▸ **EXERCISE DIRECTIONS**:
Quote verbatim the portion of the entries that opens with the line containing "of the rough" and closes with the last line of the entries, both of these lines included.

▸ **DATA FOR PROCESSING**:
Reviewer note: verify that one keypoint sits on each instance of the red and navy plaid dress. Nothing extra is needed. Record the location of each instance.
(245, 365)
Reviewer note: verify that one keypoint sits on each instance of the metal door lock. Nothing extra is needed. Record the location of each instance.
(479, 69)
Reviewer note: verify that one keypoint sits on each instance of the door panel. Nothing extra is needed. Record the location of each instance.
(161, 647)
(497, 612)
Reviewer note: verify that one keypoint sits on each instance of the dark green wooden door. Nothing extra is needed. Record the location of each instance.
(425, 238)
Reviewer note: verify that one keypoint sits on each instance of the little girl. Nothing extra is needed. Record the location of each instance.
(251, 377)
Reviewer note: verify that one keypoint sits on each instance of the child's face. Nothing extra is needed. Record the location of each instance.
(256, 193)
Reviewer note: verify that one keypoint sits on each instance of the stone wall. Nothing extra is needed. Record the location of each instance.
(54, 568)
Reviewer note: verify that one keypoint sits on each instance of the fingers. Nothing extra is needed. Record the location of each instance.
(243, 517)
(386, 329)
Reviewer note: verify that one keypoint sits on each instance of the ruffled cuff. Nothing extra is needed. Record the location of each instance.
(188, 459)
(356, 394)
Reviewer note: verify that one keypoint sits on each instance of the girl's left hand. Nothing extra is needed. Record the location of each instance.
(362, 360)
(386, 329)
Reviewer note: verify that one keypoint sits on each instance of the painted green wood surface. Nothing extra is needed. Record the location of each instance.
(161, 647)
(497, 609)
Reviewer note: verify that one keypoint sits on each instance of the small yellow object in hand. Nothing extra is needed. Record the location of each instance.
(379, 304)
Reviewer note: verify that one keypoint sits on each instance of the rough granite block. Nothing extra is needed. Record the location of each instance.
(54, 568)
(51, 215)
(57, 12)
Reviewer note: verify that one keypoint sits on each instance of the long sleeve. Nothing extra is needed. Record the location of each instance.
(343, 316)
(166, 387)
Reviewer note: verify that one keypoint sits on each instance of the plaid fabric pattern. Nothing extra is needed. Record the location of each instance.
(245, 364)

▸ **CORRECT OUTPUT**:
Reviewer note: verify that one keypoint sits on each instance of the rough granite block. Nothing extra is needed. Record the location of each instance.
(54, 568)
(51, 215)
(57, 12)
Reviewer note: verify that one keypoint sits on each instance of the long sleeve. Nothing extra is needed. Record the location of each instance.
(343, 316)
(166, 387)
Reviewer note: verify that one keypoint sits on each instance of the plaid fabric pattern. Nothing extra is needed. Record the location of each instance.
(245, 364)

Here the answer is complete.